▶ _Instructions to follow_:
Return each line below that contains the word "jacket".
** BEGIN Data shown **
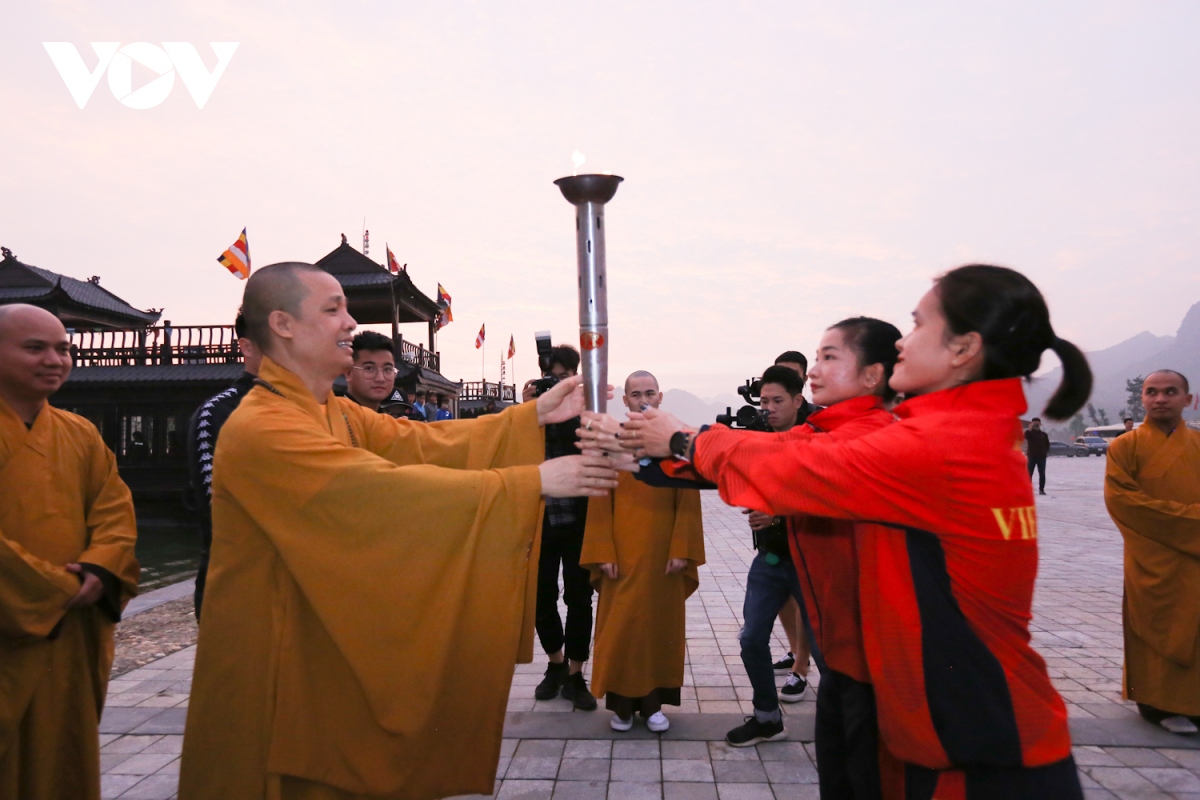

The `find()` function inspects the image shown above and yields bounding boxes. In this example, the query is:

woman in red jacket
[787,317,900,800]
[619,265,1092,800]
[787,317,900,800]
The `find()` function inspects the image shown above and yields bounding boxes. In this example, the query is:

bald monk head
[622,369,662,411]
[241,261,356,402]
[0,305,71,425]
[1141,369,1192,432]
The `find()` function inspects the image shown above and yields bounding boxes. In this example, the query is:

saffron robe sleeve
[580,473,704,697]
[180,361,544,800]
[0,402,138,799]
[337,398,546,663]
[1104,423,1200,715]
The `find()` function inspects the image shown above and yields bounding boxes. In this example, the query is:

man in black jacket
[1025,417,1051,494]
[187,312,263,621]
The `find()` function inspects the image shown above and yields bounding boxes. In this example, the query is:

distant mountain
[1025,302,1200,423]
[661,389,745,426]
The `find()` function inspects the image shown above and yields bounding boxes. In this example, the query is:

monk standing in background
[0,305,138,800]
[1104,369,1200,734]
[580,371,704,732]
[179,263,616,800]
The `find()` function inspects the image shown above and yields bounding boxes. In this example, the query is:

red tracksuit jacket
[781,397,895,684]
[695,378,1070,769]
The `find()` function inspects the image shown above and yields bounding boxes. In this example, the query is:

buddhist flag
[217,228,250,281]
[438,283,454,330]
** END Data shown **
** BEGIN Data shown **
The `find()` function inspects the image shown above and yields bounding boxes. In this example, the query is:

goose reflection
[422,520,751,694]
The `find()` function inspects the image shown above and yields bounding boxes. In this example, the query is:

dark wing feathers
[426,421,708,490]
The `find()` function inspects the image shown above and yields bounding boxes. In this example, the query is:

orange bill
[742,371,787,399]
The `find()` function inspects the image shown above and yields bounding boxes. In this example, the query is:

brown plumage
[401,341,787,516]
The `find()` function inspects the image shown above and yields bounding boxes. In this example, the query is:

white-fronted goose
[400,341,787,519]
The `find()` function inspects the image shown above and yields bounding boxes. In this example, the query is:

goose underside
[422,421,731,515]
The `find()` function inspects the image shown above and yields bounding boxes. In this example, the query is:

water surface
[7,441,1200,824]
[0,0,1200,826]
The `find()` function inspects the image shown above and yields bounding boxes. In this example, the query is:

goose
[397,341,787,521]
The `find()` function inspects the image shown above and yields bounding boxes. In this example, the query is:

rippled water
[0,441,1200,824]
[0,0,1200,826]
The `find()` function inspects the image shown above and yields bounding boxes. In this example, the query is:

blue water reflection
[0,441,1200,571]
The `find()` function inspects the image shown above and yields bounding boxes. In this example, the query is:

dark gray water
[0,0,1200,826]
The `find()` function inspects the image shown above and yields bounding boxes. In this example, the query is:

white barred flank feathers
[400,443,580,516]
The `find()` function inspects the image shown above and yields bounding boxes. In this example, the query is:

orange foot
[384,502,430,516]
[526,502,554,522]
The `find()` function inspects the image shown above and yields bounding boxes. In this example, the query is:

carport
** END Data shown **
** BEGIN Data shown **
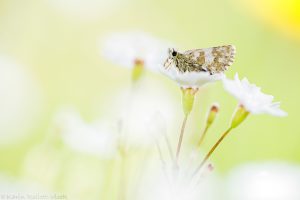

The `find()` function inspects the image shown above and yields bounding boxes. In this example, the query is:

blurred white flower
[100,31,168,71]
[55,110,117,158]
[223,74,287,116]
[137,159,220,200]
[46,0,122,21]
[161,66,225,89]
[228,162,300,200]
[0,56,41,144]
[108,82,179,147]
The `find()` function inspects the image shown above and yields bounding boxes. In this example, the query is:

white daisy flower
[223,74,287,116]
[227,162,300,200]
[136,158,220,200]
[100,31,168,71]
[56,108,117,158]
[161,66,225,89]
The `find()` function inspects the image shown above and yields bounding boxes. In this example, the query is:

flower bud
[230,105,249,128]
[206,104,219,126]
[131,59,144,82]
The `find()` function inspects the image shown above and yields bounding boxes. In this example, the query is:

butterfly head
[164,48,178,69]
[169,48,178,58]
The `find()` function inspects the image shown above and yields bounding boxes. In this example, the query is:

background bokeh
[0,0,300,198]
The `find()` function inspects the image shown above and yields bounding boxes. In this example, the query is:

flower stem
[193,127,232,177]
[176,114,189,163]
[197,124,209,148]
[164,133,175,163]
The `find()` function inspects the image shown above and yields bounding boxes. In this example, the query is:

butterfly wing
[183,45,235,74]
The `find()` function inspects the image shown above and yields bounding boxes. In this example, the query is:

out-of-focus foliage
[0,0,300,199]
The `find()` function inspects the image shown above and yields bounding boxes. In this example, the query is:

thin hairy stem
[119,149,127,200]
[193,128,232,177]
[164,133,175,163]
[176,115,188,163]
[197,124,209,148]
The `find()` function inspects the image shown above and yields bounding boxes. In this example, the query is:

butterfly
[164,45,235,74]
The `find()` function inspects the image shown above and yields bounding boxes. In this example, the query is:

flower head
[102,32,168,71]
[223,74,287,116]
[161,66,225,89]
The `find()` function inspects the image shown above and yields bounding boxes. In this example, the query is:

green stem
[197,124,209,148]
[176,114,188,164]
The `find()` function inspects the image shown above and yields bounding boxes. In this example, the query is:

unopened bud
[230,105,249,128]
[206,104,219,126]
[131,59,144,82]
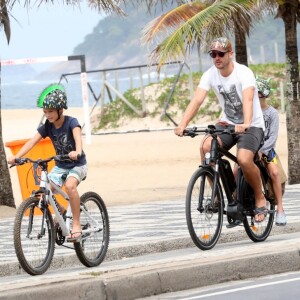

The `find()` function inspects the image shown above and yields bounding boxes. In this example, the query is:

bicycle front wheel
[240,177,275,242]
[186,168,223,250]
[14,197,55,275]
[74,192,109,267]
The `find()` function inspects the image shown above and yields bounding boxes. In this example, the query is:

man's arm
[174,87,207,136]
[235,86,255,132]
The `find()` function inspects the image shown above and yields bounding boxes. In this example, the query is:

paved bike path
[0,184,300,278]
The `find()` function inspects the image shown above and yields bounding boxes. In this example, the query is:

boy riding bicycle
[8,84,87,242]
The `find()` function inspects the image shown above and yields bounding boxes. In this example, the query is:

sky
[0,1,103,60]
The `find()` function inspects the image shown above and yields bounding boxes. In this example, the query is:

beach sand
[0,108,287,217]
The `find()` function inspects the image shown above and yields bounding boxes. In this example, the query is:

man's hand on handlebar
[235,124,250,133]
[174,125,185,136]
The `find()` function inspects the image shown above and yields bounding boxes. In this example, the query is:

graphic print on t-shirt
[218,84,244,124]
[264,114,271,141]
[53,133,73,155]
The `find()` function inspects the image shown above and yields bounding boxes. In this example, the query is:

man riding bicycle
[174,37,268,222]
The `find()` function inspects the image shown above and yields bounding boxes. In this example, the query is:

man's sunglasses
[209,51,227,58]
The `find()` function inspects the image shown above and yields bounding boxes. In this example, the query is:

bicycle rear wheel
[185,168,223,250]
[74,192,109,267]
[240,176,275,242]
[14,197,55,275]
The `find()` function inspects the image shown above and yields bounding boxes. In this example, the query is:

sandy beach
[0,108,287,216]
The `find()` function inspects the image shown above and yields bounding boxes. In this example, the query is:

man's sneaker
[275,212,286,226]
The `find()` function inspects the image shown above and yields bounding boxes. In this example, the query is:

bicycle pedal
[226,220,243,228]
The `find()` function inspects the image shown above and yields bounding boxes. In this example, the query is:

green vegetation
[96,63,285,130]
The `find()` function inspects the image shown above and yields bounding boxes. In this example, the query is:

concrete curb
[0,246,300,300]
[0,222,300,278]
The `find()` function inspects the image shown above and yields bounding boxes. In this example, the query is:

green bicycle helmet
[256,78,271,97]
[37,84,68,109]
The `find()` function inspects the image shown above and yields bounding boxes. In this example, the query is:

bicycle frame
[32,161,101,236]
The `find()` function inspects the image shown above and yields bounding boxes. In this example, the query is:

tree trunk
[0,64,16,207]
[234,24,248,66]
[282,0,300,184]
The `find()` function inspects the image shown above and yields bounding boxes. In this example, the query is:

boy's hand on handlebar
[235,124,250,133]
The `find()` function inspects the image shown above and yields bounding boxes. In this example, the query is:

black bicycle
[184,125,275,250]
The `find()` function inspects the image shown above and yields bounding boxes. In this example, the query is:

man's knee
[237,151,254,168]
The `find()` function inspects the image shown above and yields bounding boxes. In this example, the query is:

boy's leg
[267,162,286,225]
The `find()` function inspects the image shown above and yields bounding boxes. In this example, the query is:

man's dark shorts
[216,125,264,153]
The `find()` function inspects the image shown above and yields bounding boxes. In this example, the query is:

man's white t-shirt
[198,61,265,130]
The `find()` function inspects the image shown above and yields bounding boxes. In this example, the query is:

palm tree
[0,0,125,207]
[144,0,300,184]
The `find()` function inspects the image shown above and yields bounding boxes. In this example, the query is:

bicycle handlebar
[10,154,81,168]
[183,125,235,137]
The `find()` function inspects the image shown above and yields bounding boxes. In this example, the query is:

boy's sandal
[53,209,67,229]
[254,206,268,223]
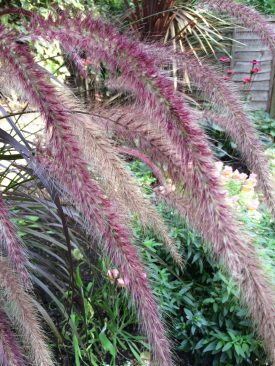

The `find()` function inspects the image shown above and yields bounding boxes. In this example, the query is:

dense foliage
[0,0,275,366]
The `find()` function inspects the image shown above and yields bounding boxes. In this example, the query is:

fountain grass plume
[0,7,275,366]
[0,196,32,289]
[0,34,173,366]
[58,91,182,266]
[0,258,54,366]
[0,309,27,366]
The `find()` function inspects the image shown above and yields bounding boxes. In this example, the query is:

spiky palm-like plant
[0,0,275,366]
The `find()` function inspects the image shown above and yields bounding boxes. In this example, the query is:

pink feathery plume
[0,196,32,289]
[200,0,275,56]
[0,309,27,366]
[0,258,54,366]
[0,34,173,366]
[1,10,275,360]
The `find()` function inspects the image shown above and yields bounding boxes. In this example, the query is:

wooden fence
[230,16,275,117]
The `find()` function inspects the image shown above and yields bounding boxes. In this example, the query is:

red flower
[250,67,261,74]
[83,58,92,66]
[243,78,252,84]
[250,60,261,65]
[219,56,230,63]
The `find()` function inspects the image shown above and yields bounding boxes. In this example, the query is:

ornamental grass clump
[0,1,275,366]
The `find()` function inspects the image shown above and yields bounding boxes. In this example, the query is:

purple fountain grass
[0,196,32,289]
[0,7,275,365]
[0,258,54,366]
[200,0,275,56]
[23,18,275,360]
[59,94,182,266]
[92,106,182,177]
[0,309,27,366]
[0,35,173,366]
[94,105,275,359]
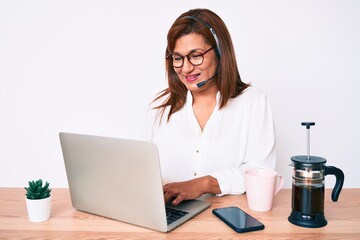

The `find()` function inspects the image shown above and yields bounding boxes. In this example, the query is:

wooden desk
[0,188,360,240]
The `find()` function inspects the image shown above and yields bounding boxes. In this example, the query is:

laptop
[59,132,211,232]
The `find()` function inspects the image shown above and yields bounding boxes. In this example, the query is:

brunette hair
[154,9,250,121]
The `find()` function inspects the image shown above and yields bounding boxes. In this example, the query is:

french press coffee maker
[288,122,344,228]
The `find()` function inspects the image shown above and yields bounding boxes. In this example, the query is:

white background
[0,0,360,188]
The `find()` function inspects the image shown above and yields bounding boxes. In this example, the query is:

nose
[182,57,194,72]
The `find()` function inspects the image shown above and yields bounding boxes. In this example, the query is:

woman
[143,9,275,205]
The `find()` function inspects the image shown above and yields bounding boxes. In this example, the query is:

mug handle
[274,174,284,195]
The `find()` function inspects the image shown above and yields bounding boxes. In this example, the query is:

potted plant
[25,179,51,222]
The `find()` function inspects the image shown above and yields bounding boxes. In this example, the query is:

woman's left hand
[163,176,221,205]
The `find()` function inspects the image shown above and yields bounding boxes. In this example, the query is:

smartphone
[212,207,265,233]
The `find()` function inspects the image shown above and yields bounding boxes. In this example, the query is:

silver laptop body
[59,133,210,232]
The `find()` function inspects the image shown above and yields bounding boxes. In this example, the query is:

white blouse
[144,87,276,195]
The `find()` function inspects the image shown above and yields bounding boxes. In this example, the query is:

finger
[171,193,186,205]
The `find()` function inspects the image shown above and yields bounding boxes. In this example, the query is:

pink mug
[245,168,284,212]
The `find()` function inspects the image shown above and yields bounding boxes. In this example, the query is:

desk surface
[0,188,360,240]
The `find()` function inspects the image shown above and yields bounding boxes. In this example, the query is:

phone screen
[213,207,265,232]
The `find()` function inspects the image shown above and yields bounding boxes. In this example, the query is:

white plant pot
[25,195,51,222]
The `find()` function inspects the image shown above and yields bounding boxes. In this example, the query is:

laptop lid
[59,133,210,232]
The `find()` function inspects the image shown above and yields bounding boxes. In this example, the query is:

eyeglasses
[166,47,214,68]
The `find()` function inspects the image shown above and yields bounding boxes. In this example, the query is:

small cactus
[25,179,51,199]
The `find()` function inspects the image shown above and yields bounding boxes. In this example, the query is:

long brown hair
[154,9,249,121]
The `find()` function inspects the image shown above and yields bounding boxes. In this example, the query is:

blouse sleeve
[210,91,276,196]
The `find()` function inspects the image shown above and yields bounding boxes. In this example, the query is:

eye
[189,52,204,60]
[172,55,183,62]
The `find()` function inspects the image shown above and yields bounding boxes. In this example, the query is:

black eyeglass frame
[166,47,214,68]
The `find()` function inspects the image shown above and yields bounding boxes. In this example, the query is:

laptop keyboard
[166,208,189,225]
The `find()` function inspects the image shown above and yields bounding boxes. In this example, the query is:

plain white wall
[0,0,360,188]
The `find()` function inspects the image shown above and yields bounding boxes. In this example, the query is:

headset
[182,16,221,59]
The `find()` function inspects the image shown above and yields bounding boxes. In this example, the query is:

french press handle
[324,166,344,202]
** END Data shown **
▶ _Task response_:
woman in red jacket
man in black jacket
red tracksuit jacket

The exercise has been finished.